PASSAGE PROVIDED.
++++++++++++++++++++
Around here on my map the red track is pretty much only down the center of the ICW or back the main residential canals. I see a track out of the Gamble Rogers boat ramp but don’t see any back up Bullow Creek or into the flats and creeks around that area. I’ve taken my boat back in the flats up just South of Betty Steflik Park for instance and while I can see oyster beds in the aerial view, none of them are outlined in yellow like I see in some other areas of the map. I’m pretty sure I didn’t see any highlighted there around High Bridge or Bullow either.
What specific area are you referring to regarding the oyster bed locations for instance?
Thanks for the help.


----------



## tjtfishon

I just got this myself after a lot of thinking about it. A self-guided scalloping trip was the trigger. I was able to shave almost 20 minutes off the trip to the scallop grounds (and back also of course) by following the red track through a very poorly marked and extremely twisty PVC pipe trail


----------



## devrep

we all rely so heavily on tracking. I wonder sometimes if I had a GPS failure way back in a new area how much fun it would be getting back out.


----------



## noeettica

600 Clams too rich for my blood ...


----------



## slewis

Is a game changer. Heading to the 'glades tomorrow to really test it out.


----------



## noeettica

Can i rent one ?


----------



## OakHill63

MAK said:


> So when you say that it FMT helped you get back deep in the maze of canals and cuts, do you mean that you utilized the detailed aerial view for this, or that you were actually able to follow red “tracks”? I ask because I live on the ICW just two miles north of Gamble Rogers and purchased FMT a few months ago. I was a little disappointed in the lack of tracks for around here. I just figured there were no tracks because the areas I’m trying to navigate are shallower than 13.5”. Now I’m wondering if I’m not using it correctly or don’t have something activated that I should.
++++++++++++++++++++
DATA SHOWN.
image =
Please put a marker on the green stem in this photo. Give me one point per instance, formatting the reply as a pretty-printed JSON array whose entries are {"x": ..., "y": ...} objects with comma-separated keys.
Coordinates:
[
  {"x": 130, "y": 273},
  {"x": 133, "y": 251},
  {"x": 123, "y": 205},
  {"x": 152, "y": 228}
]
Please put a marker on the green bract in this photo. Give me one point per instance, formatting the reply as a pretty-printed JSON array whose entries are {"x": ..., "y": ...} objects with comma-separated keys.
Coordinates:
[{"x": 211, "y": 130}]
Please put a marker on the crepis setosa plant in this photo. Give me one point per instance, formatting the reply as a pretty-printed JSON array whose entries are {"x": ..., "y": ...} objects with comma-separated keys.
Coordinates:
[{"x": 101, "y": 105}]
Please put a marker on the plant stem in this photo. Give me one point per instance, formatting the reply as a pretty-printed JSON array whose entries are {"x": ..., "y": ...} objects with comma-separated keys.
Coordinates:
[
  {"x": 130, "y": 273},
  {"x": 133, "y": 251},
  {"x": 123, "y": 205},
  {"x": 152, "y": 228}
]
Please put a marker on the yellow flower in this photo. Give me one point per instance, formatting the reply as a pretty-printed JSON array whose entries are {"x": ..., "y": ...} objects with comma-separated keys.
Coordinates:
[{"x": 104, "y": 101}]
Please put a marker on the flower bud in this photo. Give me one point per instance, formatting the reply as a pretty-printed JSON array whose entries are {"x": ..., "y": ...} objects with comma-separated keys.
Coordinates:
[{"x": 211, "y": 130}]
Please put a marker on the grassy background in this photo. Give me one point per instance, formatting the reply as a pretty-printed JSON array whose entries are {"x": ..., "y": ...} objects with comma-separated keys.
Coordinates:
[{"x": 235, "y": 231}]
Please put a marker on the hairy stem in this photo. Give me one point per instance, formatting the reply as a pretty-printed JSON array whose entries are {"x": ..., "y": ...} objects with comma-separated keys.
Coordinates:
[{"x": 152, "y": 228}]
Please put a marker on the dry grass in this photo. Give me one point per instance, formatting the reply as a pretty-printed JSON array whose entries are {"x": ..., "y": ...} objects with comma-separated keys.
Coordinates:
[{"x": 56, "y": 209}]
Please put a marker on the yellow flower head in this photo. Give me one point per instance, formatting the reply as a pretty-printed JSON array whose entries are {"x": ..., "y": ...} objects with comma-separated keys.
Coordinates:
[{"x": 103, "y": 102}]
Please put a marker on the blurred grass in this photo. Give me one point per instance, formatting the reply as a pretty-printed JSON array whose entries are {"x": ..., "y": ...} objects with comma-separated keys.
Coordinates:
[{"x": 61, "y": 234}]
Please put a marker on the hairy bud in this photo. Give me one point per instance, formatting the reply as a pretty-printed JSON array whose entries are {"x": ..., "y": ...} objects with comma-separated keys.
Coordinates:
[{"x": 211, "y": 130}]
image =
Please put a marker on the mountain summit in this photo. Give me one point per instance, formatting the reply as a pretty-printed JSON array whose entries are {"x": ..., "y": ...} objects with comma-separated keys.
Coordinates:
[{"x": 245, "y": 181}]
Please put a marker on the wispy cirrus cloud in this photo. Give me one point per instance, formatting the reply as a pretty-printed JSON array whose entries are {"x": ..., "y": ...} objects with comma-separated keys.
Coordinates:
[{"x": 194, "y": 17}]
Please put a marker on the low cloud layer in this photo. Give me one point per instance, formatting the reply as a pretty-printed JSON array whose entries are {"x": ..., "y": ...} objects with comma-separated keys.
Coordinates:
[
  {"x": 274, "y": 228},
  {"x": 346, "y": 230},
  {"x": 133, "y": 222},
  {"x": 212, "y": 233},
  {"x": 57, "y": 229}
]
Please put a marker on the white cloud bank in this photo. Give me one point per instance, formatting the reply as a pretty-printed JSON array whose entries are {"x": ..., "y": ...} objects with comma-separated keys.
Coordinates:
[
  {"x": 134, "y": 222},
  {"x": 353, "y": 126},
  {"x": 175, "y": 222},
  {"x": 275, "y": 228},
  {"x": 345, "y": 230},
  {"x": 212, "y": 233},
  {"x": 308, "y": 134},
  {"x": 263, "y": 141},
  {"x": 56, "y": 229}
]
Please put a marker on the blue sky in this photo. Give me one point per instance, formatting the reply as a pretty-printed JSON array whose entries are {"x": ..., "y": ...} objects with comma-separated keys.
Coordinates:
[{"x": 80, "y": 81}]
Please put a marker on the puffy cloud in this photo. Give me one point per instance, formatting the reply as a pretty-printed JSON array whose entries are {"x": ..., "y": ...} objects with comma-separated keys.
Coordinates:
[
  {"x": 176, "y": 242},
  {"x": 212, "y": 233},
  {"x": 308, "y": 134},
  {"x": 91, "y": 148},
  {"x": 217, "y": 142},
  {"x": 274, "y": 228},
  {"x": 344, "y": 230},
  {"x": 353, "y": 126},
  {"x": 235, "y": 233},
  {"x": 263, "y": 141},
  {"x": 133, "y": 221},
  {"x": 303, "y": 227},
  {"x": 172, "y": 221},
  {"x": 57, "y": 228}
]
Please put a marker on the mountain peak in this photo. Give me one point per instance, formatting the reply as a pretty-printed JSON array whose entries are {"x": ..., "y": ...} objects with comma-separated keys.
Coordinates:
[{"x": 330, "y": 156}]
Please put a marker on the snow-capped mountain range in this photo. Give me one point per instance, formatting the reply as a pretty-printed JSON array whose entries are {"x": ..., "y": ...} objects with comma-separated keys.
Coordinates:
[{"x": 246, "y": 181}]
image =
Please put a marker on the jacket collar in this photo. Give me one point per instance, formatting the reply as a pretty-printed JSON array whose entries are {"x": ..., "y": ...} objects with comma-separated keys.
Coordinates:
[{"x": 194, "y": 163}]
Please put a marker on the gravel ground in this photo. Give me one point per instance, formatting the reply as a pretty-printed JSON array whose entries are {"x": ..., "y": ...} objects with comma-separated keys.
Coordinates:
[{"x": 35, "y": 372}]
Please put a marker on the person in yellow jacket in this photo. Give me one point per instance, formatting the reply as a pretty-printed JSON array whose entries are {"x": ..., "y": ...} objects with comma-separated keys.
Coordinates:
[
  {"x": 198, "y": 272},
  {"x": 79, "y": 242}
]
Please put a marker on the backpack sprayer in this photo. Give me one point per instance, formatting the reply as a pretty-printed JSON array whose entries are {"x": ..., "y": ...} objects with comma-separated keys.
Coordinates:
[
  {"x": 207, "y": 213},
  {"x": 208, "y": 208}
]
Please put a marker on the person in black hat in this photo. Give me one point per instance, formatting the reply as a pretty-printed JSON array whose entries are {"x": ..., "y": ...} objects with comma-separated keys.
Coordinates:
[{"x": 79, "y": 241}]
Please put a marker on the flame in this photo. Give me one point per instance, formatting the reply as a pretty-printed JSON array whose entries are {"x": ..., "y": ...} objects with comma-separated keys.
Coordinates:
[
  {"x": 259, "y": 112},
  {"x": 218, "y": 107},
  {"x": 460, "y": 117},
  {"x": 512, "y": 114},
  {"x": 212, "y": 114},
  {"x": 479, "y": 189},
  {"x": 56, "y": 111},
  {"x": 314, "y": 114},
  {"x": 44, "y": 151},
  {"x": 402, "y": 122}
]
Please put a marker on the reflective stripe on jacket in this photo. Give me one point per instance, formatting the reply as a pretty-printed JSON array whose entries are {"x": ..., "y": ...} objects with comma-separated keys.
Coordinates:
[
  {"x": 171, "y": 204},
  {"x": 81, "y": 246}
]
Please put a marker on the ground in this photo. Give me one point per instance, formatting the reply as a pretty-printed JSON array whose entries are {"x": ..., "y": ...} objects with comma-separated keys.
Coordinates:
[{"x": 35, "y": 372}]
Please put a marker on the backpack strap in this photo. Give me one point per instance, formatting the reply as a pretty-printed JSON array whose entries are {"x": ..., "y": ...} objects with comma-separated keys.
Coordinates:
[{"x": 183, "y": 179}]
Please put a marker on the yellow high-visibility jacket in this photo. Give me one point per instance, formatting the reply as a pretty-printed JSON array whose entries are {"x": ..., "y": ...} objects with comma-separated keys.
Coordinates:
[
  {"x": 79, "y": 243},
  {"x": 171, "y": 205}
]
++++++++++++++++++++
WRITTEN REQUEST 1. From the boating forum thread, list every username that heads a post. Give each name only once.
WRITTEN REQUEST 2. Please pick out and copy each line of the entries that contains the word "plant". Case counts.

SOLUTION 1.
tjtfishon
devrep
noeettica
slewis
OakHill63

SOLUTION 2.
Please put a marker on the crepis setosa plant in this photo. Give me one point per instance, formatting the reply as a pretty-printed JSON array whose entries are {"x": ..., "y": ...} objects with comma-separated keys.
Please put a marker on the plant stem in this photo. Give me one point per instance, formatting the reply as a pretty-printed JSON array whose entries are {"x": ..., "y": ...} objects with comma-separated keys.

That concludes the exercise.